• [SELECTED EXTRACT]:
◆ ◆ ◆ ◆ ◆
Design and synthesis of 2-(2-isonicotinoylhydrazineylidene)propanamides as InhA inhibitors with high antitubercular activity

Eur J Med Chem. 2021 Jun 23;223:113668. doi: 10.1016/j.ejmech.2021.113668. Online ahead of print.


Based on successful antitubercular isoniazid scaffold we have designed its "mee-too" analogues by a combination of this drug linked with substituted anilines through pyruvic acid as a bridge. Lipophilicity important for passive diffusion through impenetrable mycobacterial cell wall was increased by halogen substitution on the aniline. We prepared twenty new 2-(2-isonicotinoylhydrazineylidene)propanamides that were assayed against susceptible Mycobacterium tuberculosis H37Rv, nontuberculous mycobacteria, and also multidrug-resistant tuberculous strains (MDR-TB). All the compounds showed excellent activity not only against Mtb. (minimum inhibitory concentrations, MIC, from ≤0.03 μM), but also against M. kansasii (MIC ≥2 μM). The most active molecules have CF3 and OCF3 substituent in the position 4 on the aniline ring. MIC against MDR-TB were from 8 μM. The most effective derivatives were used for the mechanism of action investigation. The treatment of Mtb. H37Ra with tested compounds led to decreased production of mycolic acids and the strains overproducing InhA were more resistant to them. These results confirm that studied compounds inhibit the enoyl-acyl carrier protein reductase (InhA) in mycobacteria. The compounds did not show any cytotoxic and cytostatic activity for HepG2 cells. The amides can be considered as a promising scaffold for antitubercular drug discovery having better antimicrobial properties than original isoniazid together with a significantly improved pharmaco-toxicological profile.
◆ ◆ ◆ ◆ ◆
• [REQUIRED ACTION]:
Please rewrite the part of the abstract that opens with the words containing "Design and synthesis" and closes with "ahead of print.", substituting "anti-tuberculosis" for every "antitubercular". Rely on the abstract and nothing else.

• [SUPPLIED MATERIAL]:
◆ ◆ ◆ ◆ ◆
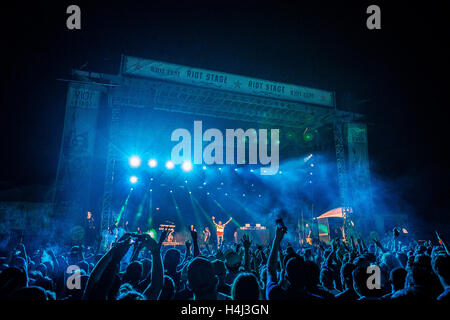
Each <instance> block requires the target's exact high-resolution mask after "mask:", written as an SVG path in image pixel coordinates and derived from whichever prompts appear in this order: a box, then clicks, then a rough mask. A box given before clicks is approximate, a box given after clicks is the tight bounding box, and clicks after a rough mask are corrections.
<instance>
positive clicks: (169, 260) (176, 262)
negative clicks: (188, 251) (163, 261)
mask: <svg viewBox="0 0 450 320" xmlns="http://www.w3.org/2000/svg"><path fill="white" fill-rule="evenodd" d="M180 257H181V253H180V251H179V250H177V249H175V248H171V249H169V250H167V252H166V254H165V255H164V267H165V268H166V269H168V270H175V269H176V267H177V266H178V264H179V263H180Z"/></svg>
◆ ◆ ◆ ◆ ◆
• [RESPONSE TO THE EXERCISE]:
Design and synthesis of 2-(2-isonicotinoylhydrazineylidene)propanamides as InhA inhibitors with high anti-tuberculosis activity

Eur J Med Chem. 2021 Jun 23;223:113668. doi: 10.1016/j.ejmech.2021.113668. Online ahead of print.